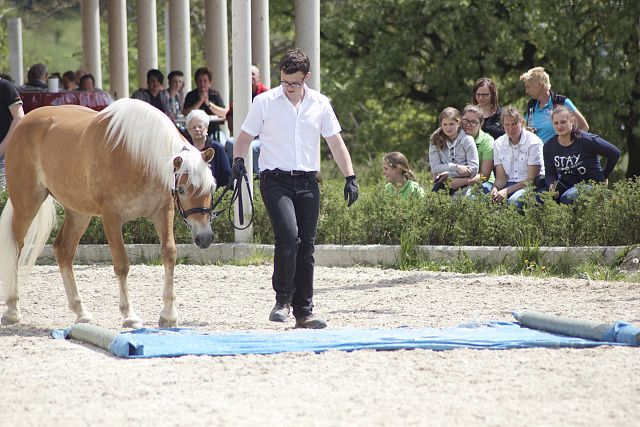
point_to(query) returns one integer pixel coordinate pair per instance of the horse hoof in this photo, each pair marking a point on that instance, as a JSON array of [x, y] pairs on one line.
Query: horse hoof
[[132, 323], [9, 320], [164, 323], [85, 318]]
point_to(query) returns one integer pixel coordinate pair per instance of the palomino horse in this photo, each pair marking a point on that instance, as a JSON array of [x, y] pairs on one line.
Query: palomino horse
[[120, 164]]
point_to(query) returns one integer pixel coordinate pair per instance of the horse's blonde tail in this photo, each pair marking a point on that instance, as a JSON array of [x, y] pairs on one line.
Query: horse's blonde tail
[[34, 241]]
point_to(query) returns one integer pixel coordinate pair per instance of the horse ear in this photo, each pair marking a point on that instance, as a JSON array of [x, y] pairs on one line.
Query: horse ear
[[177, 162], [207, 155]]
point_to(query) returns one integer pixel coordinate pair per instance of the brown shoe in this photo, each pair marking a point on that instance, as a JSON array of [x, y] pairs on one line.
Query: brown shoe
[[280, 312], [310, 322]]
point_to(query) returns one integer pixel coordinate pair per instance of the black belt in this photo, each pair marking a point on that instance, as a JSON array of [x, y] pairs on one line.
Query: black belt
[[288, 173]]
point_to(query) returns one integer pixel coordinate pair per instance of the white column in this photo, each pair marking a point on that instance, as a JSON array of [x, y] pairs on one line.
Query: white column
[[308, 36], [91, 58], [241, 65], [260, 50], [118, 61], [180, 33], [15, 50], [167, 43], [147, 39]]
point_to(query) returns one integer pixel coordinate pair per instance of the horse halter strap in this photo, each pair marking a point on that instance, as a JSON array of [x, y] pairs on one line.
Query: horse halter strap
[[184, 214]]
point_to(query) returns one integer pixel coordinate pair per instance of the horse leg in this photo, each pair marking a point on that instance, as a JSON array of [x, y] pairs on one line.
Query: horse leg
[[113, 230], [164, 227], [64, 247], [25, 225]]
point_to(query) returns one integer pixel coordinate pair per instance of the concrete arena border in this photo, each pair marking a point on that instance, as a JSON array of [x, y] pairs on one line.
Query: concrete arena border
[[340, 255]]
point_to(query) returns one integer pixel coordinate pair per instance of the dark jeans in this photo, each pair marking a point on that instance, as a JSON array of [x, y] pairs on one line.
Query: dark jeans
[[293, 206]]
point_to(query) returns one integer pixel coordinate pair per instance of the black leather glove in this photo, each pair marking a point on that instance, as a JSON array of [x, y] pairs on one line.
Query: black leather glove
[[237, 169], [351, 190]]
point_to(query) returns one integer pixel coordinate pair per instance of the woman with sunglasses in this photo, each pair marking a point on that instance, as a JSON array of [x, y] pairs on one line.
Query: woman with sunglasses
[[485, 96]]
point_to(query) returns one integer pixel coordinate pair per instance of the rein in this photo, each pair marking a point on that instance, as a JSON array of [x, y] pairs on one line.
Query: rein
[[236, 184]]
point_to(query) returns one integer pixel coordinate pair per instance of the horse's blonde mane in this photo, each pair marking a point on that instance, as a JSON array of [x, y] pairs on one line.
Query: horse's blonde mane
[[151, 138]]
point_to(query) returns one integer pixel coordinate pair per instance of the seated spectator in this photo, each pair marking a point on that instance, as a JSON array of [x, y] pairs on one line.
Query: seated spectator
[[11, 113], [485, 96], [69, 81], [539, 108], [197, 125], [517, 156], [573, 156], [87, 83], [154, 94], [452, 153], [207, 99], [174, 93], [36, 78], [400, 178], [79, 74], [256, 89], [472, 119]]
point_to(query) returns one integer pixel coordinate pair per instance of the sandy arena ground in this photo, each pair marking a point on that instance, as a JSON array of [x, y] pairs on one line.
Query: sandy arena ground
[[47, 382]]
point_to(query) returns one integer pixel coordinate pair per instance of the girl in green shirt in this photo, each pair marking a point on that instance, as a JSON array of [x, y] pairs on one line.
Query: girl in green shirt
[[401, 179]]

# # # # #

> _PROMPT_
Your job is to reproduce the material exactly. Keep pictures out of it.

> _SOLVED PROBLEM_
point_to(query) returns one integer pixel coordinate pair per instance of the horse hoof in this photo, each pair marking a point on that instance, as a JSON array of [x, y] pairs on one line.
Query: horse hoof
[[132, 323], [9, 320], [164, 323], [85, 318]]
point_to(query) returns one integer pixel coordinate pair per instance of the palomino horse in this photo, each pair marking a point on that instance, as a JSON array of [x, y] pairs on one line.
Query: palomino horse
[[120, 164]]
point_to(query) returns one integer pixel coordinate pair per instance of the horse's blonde tail in this photo, each pair marking a point on that instance, as a JSON array of [x, y] pairs on one line.
Query: horse's blonde tail
[[34, 241]]
point_to(query) returns one integer pixel coordinate pair per instance of the horse ear in this photo, each pair marking a point on that instance, as a JSON array of [x, y] pairs on one line.
Query: horse ear
[[177, 162], [207, 155]]
point_to(query) returns one integer pixel coordinate pair per instance of the brown shoe in this photo, each pair marking a point on that instance, as a JSON array of [x, y] pairs on one line.
Query: brown shoe
[[280, 312], [310, 322]]
point_to(query) returns one integer pixel coordinate pair per instance of the black belt in this photo, each pair marking a point on that instance, as a JSON array of [x, y] pairs on one line.
Query: black belt
[[288, 173]]
point_to(query) returns one integer pixel coordinate pair per instance of the white column in this photo, each pair marking a point on that instance, as a JSON array of [x, y] pairs on one line.
Query: white column
[[308, 36], [91, 58], [241, 65], [260, 50], [118, 61], [180, 33], [15, 50], [167, 43], [147, 39]]
point_to(query) returns one integer pixel coordinate pair per instance of the horse halter strap in this photo, each pair marking a point on that instance, as a JSON array of [x, y] pairs on one line.
Query: horse halter strap
[[184, 214]]
point_to(query) returns one integer pixel coordinate pair per instance of the horse leg in this photo, each pair marking a point on that instance, as a JSON array of [x, y] pairs on one line.
Query: horse leg
[[113, 230], [164, 227], [64, 247], [25, 225]]
point_to(query) returns one integer pixel coordinate pair per instance of the concrete arena border in this photo, each pair marking a point on that instance, as a JSON array of [x, y] pairs on one line.
Query: concrete arena border
[[340, 255]]
point_to(query) returns one integer pixel coordinate pair per instance of the dark jeans in this photo, each pair marking a point on that instance, as a JSON array of [x, y] pairs on one line.
Query: dark jeans
[[293, 206]]
point_to(query) returns one integer pixel coordinate pair per instance of the black leather glove in this photo, each pair marking a point on that instance, as a JSON array of [x, y] pairs on one line.
Query: black leather glove
[[237, 169], [351, 190]]
point_to(query) returns one integer pixel coordinate pair per instance of the woman with sunglasses in this photo, each pair marking a point on that instance, as a JSON array of [x, y] pairs on one line.
Query: woman with sunglasses
[[485, 96]]
point_to(query) returns one integer pixel coordinate pair per instance of the rein in this photo, each pair marking a point on that instance, as a JSON array of [x, y] pairs on one line.
Query: rein
[[236, 184]]
point_to(query) returns one integer pixel coordinate pair per instance of the horse's blonde mane in this photo, each pair marking a point on that instance, as a JSON array of [x, y] pairs on one line.
Query: horse's blonde mane
[[151, 138]]
point_to(query) returns one integer pixel coordinate pair per instance of the seated spectator in this photo, each pair marking a point on that instance, as a JSON array of [x, y] pairs on one line.
Query: seated spectator
[[11, 113], [485, 96], [69, 81], [539, 108], [197, 125], [517, 156], [573, 156], [87, 83], [154, 94], [452, 153], [207, 99], [174, 93], [36, 78], [400, 178], [79, 74], [256, 89], [472, 119]]
point_to(query) returns one integer pixel coordinate pair per instance of the sandy arena ground in this photo, each pair marking a point on that instance, as a JSON array of [x, y] pairs on one line.
Query: sandy arena ground
[[47, 382]]
point_to(query) returns one integer pixel coordinate pair per instance of the girl in green shirt in this photo, each pair marking a point on that instance, as a JSON array of [x, y] pairs on one line.
Query: girl in green shirt
[[401, 179]]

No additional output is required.